_Texto a ler:_
——————————
Nos últimos dias a zona ribeirinha de Lisboa não viu o sol matinal. Cobria-a um denso e cinzento banco de nevoeiro que apenas deixava visíveis os topos da Ponte 25 de Abril e do Cristo-Rei.

Sempre que tal sucede, de caminho para o trabalho penetro nessa massa que aí se adensa. Hoje mais uma vez isso aconteceu…. e eu mais uma vez levei o corpo e os pensamentos a passear pelo nevoeiro…

Individualmente ou como parte da sociedade, na vida de todos nós surgem momentos complexos, seja porque nos “enganamos” no caminho, seja porque as circunstâncias exteriores se alteraram bruscamente e nos afectam. Como por exemplo, a crise pandémica que estamos a viver. Naturalmente surge a indefinição, a confusão, o receio e amiúde a falta de perspectivas, por vezes o mais difícil de lidar.

Perante o nosso olhar esbatem-se os caminhos, as ligações, pontes e soluções. Tudo é neutro, de uma “beleza” neutra que nem sempre conseguimos compreender.
——————————
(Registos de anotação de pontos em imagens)

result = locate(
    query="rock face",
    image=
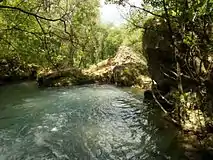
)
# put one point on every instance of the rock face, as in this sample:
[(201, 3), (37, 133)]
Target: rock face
[(158, 51), (125, 69), (12, 69)]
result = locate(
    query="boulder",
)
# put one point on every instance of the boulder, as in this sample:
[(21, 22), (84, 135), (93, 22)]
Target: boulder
[(127, 68)]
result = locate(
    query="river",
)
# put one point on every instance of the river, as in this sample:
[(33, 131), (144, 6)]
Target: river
[(81, 123)]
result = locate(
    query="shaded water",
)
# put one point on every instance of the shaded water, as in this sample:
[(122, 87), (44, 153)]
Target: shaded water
[(80, 123)]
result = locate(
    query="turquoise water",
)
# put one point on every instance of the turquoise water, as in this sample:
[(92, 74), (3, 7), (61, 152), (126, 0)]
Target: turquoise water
[(81, 123)]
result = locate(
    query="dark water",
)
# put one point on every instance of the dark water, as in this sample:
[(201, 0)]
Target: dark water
[(81, 123)]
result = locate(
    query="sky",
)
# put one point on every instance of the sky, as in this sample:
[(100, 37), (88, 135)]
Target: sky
[(112, 13)]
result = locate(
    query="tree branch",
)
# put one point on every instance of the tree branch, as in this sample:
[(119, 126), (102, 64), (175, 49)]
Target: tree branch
[(30, 13)]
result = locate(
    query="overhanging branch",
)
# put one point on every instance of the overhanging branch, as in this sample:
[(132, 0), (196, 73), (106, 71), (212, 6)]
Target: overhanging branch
[(30, 13)]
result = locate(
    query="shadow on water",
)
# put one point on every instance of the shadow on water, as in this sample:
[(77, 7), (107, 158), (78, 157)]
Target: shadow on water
[(83, 123), (159, 140)]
——————————
Reescreve o trecho do texto sobre o nevoeiro em Lisboa entre "Perante o nosso" e "sempre conseguimos compreender.", inclusive, trocando "pontes" por "travessias".

_Resposta da tarefa:_
Perante o nosso olhar esbatem-se os caminhos, as ligações, travessias e soluções. Tudo é neutro, de uma “beleza” neutra que nem sempre conseguimos compreender.